◆ Entries supplied

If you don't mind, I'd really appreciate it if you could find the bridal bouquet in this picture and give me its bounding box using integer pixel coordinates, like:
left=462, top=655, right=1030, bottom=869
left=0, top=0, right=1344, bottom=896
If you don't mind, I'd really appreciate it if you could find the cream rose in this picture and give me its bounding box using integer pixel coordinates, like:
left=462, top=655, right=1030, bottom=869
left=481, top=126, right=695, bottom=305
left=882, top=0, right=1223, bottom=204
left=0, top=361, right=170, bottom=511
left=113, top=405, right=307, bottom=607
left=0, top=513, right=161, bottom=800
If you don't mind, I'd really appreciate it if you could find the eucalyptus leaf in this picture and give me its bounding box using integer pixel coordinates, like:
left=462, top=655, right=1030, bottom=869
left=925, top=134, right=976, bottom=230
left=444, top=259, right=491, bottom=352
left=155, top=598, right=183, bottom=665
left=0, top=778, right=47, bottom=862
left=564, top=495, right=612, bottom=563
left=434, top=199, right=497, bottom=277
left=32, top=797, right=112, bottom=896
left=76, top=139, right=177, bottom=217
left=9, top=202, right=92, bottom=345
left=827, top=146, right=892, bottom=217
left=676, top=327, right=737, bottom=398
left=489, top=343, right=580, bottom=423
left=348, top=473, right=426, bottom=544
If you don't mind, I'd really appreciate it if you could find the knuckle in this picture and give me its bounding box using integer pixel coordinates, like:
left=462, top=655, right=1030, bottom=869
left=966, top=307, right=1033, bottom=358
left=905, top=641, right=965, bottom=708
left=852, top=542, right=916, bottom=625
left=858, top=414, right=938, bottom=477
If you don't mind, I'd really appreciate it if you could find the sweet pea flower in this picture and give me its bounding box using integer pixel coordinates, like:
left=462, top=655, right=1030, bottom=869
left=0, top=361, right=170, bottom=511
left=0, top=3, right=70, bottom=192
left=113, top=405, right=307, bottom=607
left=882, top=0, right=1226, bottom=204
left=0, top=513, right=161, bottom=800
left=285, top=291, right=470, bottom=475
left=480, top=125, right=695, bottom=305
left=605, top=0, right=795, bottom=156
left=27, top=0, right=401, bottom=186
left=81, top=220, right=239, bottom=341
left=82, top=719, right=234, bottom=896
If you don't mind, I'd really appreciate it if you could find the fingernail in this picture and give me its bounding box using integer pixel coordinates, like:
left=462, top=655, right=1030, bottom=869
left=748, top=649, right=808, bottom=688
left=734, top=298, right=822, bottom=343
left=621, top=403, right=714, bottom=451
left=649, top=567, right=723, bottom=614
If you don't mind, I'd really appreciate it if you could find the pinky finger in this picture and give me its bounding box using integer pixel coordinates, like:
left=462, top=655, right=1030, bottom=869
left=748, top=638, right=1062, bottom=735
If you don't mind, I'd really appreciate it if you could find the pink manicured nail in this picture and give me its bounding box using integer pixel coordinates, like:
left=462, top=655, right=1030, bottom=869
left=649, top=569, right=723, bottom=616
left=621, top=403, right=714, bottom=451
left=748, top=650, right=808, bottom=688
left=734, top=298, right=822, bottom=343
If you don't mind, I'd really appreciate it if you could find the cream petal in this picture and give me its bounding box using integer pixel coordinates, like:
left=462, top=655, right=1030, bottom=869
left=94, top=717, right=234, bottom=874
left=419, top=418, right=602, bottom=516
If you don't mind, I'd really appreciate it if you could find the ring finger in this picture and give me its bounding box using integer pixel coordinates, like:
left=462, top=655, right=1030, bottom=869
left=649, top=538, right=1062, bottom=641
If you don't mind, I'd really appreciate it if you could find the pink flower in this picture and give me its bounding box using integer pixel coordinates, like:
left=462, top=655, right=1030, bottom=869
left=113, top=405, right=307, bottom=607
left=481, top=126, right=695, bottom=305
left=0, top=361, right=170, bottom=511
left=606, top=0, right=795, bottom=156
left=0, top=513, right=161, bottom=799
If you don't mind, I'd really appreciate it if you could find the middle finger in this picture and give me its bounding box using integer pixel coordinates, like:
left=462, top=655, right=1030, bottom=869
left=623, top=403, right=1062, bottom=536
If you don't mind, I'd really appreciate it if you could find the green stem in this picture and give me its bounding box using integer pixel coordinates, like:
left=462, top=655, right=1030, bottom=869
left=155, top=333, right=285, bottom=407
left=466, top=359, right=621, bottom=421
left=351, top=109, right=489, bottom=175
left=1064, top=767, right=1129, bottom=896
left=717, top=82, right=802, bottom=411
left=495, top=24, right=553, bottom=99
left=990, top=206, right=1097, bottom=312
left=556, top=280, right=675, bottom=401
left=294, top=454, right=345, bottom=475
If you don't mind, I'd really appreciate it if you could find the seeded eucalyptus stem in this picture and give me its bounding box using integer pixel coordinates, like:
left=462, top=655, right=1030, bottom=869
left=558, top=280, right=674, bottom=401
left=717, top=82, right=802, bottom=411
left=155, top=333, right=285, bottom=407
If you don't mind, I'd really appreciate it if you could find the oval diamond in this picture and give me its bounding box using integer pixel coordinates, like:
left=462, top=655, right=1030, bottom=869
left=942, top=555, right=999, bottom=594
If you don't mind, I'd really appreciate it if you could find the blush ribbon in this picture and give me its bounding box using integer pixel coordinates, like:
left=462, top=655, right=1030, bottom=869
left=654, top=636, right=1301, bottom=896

--

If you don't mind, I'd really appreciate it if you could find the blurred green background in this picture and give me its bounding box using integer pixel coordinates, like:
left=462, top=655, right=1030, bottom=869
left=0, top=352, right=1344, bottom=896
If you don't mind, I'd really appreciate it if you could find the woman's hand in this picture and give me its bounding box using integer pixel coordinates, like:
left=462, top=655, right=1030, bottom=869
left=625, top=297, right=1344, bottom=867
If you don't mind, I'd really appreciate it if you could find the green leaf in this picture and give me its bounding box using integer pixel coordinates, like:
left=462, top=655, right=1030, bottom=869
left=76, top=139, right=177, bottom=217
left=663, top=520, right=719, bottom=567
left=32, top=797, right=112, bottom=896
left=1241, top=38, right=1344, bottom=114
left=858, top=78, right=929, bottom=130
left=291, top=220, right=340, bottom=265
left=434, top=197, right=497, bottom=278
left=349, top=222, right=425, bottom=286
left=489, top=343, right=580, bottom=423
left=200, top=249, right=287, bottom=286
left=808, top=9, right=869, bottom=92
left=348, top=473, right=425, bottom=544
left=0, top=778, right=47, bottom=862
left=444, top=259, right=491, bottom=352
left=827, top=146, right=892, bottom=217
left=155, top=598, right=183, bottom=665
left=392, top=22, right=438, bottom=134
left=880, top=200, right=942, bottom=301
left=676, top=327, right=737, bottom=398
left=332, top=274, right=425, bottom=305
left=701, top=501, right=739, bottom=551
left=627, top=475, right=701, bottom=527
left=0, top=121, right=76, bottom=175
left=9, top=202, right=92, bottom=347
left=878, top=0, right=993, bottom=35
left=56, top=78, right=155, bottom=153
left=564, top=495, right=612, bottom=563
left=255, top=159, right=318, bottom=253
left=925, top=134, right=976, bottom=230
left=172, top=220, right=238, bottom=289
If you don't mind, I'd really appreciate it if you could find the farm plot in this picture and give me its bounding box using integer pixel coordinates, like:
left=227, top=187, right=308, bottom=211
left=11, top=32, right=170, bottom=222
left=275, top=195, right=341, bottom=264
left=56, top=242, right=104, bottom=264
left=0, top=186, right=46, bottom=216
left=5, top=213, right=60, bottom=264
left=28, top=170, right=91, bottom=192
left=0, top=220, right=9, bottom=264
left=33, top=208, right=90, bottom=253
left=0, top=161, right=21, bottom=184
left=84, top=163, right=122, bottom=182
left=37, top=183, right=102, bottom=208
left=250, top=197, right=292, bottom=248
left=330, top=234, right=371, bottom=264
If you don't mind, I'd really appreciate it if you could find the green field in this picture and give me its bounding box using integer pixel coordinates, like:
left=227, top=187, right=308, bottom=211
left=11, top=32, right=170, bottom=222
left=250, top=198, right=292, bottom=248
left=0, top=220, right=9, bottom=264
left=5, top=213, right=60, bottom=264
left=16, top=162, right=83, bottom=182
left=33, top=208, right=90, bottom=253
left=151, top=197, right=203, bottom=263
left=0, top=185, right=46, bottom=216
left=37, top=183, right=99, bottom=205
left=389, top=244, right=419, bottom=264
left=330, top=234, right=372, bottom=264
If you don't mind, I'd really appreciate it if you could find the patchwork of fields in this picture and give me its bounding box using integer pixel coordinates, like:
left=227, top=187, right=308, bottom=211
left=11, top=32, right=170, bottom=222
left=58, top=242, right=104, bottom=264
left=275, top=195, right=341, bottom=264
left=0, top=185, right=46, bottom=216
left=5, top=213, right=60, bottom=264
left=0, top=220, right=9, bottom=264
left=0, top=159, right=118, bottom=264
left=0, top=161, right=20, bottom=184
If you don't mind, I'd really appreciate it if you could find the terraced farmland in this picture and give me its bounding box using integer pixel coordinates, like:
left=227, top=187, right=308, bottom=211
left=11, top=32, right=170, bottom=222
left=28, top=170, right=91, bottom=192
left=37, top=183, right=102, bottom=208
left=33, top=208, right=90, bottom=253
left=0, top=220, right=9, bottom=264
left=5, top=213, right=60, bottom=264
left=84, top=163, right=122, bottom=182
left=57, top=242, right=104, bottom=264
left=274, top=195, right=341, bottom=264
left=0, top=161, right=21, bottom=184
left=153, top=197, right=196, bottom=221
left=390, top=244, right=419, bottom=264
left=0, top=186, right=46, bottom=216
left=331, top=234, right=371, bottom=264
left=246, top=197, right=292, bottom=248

◆ Description of the task
Recast the lines above, from the line containing "find the bridal" through the line containing "left=0, top=0, right=1344, bottom=896", both included, as a JSON list of strings with one string per line and any blank lines left out.

◆ Result of the exercise
[
  "If you don't mind, I'd really appreciate it if you could find the bridal bouquet in this picture and give me its bounding box using integer pixel coordinates, like:",
  "left=462, top=655, right=1030, bottom=869",
  "left=0, top=0, right=1344, bottom=896"
]